-- Text --
↓

At the moment I have an injury serious enough to be really impacting on my qualify of life, there are things I physically can't do and no one to do them for me. I love my friends but I can't really ask them to sacrifice their weekends with their own mums and dads, in laws, husbands and children and THEIR other friends to help me with something annoying but non essential so I'm just having to leave lots of stuff. I also can't drive because of my injury and I know I could have asked my family to help out in that respect but friends are just too busy.

OP posts:
murphyslaws · 16/03/2016 21:50

Sorry disagree. None of friends have been as disgustingly awful as my family have.

Husbands and partners become family only after a friendship is built up.

Iggypoppie · 16/03/2016 21:51

over that sounds like a shitty situation but sadly not unique. Hope you get better soon

Vastra · 16/03/2016 21:59

over I thought not, but perhaps badly expressed how I felt. Sorry. I am isolated too, but have done a bad job myself of making it worse. I'm sorry about your injury. Read and re-read what Iggy said, she speaks very well in her post. I am in therapy and that helps. Is that an option for you? It is tremendously difficult to ask for help, especially while recognising that people have their own stuff going on. Being unselfish enough to see that is a good quality, but it's easy to let yourself fall down the cracks while doing so.

↑

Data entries
↓

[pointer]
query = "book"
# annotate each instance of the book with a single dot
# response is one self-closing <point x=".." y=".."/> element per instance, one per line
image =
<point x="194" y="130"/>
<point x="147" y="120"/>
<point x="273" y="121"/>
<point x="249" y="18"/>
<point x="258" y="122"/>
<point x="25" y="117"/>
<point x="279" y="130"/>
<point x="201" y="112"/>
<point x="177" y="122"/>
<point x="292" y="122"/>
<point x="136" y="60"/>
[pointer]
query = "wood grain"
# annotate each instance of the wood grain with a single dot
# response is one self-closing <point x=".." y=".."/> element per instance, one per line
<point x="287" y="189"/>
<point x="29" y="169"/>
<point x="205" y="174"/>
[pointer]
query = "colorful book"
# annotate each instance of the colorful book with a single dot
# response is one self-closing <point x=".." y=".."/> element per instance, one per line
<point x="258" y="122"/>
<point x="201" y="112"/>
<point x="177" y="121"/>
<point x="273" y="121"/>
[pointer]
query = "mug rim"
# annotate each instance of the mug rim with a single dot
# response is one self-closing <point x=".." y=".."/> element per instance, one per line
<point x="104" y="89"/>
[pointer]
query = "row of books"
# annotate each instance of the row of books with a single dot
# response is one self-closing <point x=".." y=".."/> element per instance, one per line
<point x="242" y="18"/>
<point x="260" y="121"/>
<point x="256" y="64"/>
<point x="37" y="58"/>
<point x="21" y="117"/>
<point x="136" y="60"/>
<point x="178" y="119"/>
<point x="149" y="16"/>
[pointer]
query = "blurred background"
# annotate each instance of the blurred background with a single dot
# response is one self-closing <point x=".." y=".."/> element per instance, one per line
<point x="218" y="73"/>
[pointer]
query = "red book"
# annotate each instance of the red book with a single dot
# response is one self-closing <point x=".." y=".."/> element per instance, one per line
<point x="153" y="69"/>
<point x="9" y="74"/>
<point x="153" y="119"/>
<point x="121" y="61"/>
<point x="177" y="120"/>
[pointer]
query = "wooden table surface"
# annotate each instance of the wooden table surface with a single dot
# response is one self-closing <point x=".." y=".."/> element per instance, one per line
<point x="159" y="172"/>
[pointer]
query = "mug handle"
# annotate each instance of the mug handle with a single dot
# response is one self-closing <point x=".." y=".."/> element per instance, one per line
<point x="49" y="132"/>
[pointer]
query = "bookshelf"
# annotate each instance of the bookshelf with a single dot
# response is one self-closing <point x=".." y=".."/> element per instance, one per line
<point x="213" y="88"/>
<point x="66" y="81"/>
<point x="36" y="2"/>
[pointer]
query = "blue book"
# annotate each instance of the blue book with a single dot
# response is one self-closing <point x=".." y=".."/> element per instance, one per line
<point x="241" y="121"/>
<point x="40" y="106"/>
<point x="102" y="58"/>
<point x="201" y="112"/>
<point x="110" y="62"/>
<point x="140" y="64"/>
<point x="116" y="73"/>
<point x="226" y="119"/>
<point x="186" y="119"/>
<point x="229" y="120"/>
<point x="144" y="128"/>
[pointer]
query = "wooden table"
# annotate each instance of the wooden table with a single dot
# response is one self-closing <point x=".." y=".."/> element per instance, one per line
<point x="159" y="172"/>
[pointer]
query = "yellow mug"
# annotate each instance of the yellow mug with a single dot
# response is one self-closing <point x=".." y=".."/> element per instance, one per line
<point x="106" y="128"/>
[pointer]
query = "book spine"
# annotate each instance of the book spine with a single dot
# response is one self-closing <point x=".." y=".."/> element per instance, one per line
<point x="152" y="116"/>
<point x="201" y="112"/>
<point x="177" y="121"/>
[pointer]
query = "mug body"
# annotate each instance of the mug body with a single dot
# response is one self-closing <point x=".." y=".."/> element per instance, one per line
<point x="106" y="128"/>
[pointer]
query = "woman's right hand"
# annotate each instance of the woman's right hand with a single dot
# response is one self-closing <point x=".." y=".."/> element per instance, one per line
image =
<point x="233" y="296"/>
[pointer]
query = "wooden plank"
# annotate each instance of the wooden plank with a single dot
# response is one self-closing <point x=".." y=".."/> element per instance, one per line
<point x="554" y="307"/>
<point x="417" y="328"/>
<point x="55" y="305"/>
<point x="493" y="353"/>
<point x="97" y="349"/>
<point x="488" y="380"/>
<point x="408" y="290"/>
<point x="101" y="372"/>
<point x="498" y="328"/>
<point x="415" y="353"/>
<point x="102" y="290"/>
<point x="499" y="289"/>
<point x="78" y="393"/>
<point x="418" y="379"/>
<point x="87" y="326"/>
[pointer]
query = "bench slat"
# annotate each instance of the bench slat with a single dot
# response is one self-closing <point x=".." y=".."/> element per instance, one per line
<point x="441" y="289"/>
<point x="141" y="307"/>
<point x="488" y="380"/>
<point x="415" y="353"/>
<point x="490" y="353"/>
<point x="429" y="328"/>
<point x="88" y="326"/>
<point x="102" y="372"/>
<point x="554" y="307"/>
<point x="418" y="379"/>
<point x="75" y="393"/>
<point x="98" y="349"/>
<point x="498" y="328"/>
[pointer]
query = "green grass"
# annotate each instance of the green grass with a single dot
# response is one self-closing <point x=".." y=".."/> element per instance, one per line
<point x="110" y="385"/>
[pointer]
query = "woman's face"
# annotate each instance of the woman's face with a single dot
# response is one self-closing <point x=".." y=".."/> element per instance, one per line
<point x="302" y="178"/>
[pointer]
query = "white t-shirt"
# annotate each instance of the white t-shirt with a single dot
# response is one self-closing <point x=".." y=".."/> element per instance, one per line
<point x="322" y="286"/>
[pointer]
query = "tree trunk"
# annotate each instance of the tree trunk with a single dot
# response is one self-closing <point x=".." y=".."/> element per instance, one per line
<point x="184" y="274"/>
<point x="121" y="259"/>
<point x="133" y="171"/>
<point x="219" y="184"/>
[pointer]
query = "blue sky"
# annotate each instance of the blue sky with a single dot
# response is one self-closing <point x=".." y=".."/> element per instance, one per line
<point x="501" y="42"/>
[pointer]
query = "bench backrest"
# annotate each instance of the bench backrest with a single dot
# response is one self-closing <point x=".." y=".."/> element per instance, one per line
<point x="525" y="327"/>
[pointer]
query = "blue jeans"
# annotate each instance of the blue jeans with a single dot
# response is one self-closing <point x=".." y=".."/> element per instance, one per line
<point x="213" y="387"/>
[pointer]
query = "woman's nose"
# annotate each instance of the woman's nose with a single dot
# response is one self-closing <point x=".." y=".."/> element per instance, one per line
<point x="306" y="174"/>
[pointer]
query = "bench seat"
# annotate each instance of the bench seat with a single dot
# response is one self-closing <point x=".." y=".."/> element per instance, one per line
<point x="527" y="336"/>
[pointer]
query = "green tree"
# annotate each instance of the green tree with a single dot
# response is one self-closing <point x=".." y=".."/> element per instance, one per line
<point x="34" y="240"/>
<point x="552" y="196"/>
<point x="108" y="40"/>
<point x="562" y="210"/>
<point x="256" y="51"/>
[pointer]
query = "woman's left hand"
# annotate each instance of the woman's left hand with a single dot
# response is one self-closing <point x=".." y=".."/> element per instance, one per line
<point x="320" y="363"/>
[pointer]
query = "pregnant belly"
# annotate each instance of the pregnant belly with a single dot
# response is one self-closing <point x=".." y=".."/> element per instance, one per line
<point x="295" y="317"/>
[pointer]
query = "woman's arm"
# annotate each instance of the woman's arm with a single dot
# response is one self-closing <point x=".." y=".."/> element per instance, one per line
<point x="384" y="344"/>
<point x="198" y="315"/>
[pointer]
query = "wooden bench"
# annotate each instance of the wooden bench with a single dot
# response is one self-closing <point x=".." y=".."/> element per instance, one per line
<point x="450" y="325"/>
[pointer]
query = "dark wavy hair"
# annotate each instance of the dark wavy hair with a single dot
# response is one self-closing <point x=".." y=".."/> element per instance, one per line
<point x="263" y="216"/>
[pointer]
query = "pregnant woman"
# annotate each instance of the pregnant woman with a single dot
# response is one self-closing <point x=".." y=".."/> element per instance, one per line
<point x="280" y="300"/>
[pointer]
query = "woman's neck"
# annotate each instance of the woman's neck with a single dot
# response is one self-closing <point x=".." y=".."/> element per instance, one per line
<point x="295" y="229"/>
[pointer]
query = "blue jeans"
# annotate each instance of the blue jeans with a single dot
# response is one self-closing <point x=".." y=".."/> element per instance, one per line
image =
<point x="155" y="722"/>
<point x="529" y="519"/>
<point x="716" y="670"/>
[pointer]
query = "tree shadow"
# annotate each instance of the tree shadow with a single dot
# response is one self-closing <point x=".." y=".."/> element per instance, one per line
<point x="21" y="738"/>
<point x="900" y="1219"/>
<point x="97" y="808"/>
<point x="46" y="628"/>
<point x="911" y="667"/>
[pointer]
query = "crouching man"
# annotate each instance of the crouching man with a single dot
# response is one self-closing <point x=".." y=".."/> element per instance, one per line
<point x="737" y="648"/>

↑

-- Tasks to complete --
1. According to the forum thread, what is the original poster unable to do because of the injury, beyond physical tasks at home?
2. Update the forum thread passage that begins at the words "Sorry disagree. None" and stops after "while doing so.", replacing "family" with "relatives" throughout.
3. Write the next part of the forum thread on friendship and isolation, picking up after its final post.

-- Answers to the tasks --
1. The original poster can't drive.

2.
Sorry disagree. None of friends have been as disgustingly awful as my relatives have.

Husbands and partners become relatives only after a friendship is built up.

Iggypoppie · 16/03/2016 21:51

over that sounds like a shitty situation but sadly not unique. Hope you get better soon

Vastra · 16/03/2016 21:59

over I thought not, but perhaps badly expressed how I felt. Sorry. I am isolated too, but have done a bad job myself of making it worse. I'm sorry about your injury. Read and re-read what Iggy said, she speaks very well in her post. I am in therapy and that helps. Is that an option for you? It is tremendously difficult to ask for help, especially while recognising that people have their own stuff going on. Being unselfish enough to see that is a good quality, but it's easy to let yourself fall down the cracks while doing so.

3.
Piemernator · 16/03/2016 23:19

My friend had an op last week and I spent an afternoon with her and I'm also taking a friend to hospital on Friday as she doesn't drive.

My neighbour is a single woman and we have a cuppa together occasionally. I told her she should call round more but she said she didn't want to intrude as I have a DH and DC.

Its not as if you are asking your friends to move in with you and nurse you for weeks.

Why not ask each friend to nip over for an hour if possible. Either your hang ups are getting the better of you, your friends are genuinely bogged down or they are crap.

overthewalk · 17/03/2016 06:41

Of course you can ask the odd favour like that but realistically I'm going to be like this a long time,and I do wish I had someone I could rely on.

OP posts:
Milzilla · 17/03/2016 07:35

Over I'd like to give you a hug xx You sound like you're having a tough time.

Perhaps when your injury heals you could start to slowly build the life you'd like. Therapy could help. Making an effort in existing friendships and towards new ones. Finding a relationship.

None of these things are easy but you can do it if you'd like to.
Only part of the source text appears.